**Metin**
Osmanlı’da 1880’li yıllarda bisiklet, Osmanlının başkenti olan İstanbul dışında çok fazla şehirde kullanılmamıştır. O kadar fazla olmasa da İstanbul’u takip eden şehirler, İzmir ve Selanik’tir. İzmir’ de ilk bisiklet yarışı 1895 yılında yapılmış ve spor oyunlarında bisiklete de yer verilmeye başlanmıştır. İstanbul’da ise ilk bisiklet yarışması yine 1895 yılının Ağustos ayında düzenlenmiştir. İstanbul’da farklı olarak 1907 yılında kullanılan bisikletlere belediye teşkilatı tarafından numara verilerek sahibi ve kullanıcısının adı defterlere kayıt edilmeye başlanmıştır. Bu da bisiklet kazaları veya herhangi bir sorunda suçun kime ait olduğunu tespit etmede yardımcı olma amaçlıdır. (Aydilek ve Sarıçiçek, 2017).
Osmanlı döneminde ilk bisiklet yarışları 1897 yılında Selanik’te ahşap tribünlü velodromda düzenlenmiştir. Bu yarışların iyi gelir getirdiğini gören Leon Efendi ve ortağı Papazyan 1910-1912 yıllarında ilk bisikletin vermiş olduğu heyecan ve getiriler ile bisiklet yarışını düzenleme kararına varmıştır. Dönemin geçirmiş olduğu belirli zorluklardan dolayı Osmanlı’da düzenlenen bisiklet yarışlarına devlet tarafından yasaklama getirilmiştir. Yasaklanan bu yarışlar, II. Meşrutiyet’ in ilanından sonra tekrar canlanmıştır. Bu canlanmada Fenerbahçe kulübünün bu spora önem ve ağırlık vermesinin rolü büyüktür. İlk yol yarışları Fenerbahçe, Maslak ve Bakırköy’ de, pist yarışları ise Fenerbahçe stadında yapılmıştır. Aynı zamanda bisiklet Osmanlı’da 1913 yılında zabıta ve Polis Müdürlüğü gibi kurumlarda bir taşıt olarak kullanılmıştır. Aynı dönemlerde yine ordu içinde bisiklet birliklerinin de yer aldığı bilinmektedir (Aydilek ve Sarıçiçek, 2017).

**Görev a**
Osmanlı’da bisikletin geçmişini anlatan metinde yer alan şu cümleyi İngilizceye çevirin: "Bu canlanmada Fenerbahçe kulübünün bu spora önem ve ağırlık vermesinin rolü büyüktür."
Metin ile kayıtlar birbirinden bağımsız iki ayrı malzemedir.

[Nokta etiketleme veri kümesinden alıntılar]

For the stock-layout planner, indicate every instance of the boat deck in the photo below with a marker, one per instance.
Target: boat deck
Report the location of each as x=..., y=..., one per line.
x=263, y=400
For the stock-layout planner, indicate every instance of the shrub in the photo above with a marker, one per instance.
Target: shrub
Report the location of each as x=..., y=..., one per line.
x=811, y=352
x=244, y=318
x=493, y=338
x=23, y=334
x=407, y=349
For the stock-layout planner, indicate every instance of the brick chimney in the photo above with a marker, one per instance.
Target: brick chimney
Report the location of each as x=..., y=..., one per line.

---

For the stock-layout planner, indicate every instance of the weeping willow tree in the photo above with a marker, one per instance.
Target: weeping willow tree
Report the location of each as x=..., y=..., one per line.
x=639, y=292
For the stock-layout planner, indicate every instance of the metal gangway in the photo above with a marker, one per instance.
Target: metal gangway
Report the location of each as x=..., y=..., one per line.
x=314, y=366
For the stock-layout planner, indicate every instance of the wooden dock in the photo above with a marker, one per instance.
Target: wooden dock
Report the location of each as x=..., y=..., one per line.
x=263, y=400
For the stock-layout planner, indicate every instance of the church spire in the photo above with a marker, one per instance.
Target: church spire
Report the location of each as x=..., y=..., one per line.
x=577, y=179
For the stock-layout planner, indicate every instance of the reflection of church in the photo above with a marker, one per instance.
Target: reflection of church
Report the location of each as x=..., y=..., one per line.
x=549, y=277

**Görev b**
Kayıtlarda "of the reflection" ifadesini içeren satırla başlayıp "x=549, y=277" ifadesini içeren satırla biten bölümü, bu iki satır da dahil olmak üzere, olduğu gibi yineleyin.

**Sonuç a**
The Fenerbahçe club's placing importance and emphasis on this sport has a major role in this revival.

**Sonuç b**
For the stock-layout planner, indicate every instance of the reflection of church in the photo above with a marker, one per instance.
Target: reflection of church
Report the location of each as x=..., y=..., one per line.
x=549, y=277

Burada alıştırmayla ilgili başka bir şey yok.